_What the task asks_.
Find each line in the rows below that contains the word "question" and copy those lines out.
BEGIN Provided material
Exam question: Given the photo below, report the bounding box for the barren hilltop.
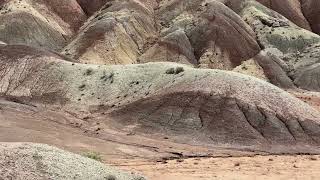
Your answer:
[0,0,320,180]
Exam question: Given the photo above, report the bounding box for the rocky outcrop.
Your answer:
[77,0,109,15]
[230,1,320,91]
[301,0,320,34]
[62,1,157,64]
[0,143,144,180]
[63,0,260,69]
[0,0,86,51]
[0,46,320,152]
[257,0,311,30]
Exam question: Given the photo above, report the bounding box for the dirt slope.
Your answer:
[0,0,320,179]
[0,143,142,180]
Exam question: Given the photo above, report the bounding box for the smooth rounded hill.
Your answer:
[0,143,144,180]
[0,46,320,152]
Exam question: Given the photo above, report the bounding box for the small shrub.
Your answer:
[83,152,102,162]
[175,67,184,74]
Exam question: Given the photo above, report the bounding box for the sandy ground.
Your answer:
[116,155,320,180]
[0,101,320,180]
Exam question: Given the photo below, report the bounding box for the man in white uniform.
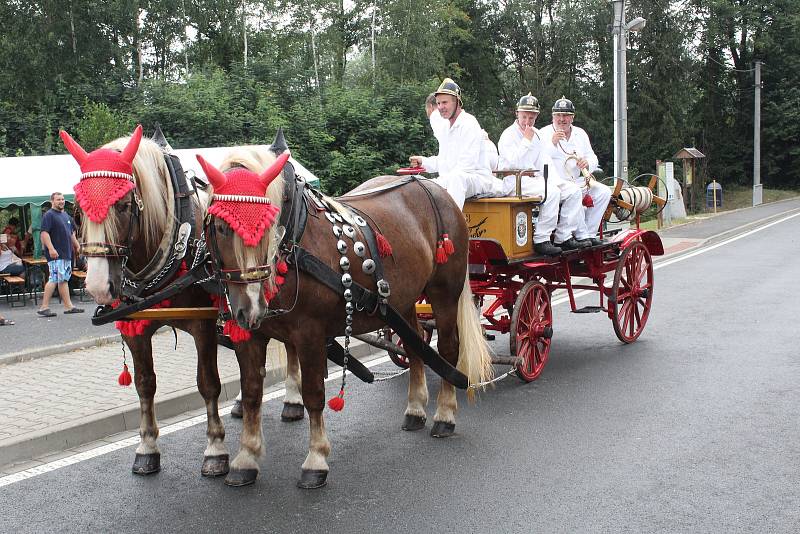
END Provided material
_Written answer_.
Exam question: Given the photo below, report the bounding box for the barren hilltop.
Exam question: Given the photo above, report the bounding box for the rocky outcrop.
Exam question: Given the photo above, report the bounding box for the dirt slope.
Exam question: Given the photo above, report the bounding box for the smooth rounded hill.
Exam question: Given the photo above, report the bounding box for the small shrub.
Exam question: Given the photo above, report the bounding box for the sandy ground.
Exam question: Given the photo below, report the bounding box for the man in white uniform.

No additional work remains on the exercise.